● **RECORDS SUPPLIED**
◇ ◇ ◇
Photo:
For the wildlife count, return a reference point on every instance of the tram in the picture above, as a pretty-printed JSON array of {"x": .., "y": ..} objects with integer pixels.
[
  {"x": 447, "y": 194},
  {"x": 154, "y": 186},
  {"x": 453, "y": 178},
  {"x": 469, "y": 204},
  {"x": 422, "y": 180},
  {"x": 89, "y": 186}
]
◇ ◇ ◇
● **GOAL**
Copy the listing above line for line, with no changes.

● **REPLY**
Photo:
For the wildlife count, return a reference point on every instance of the tram in the picture above, as a pretty-printed JSON array of {"x": .., "y": ..} objects with integer pixels.
[
  {"x": 447, "y": 194},
  {"x": 154, "y": 186},
  {"x": 453, "y": 178},
  {"x": 469, "y": 204},
  {"x": 422, "y": 180},
  {"x": 89, "y": 186}
]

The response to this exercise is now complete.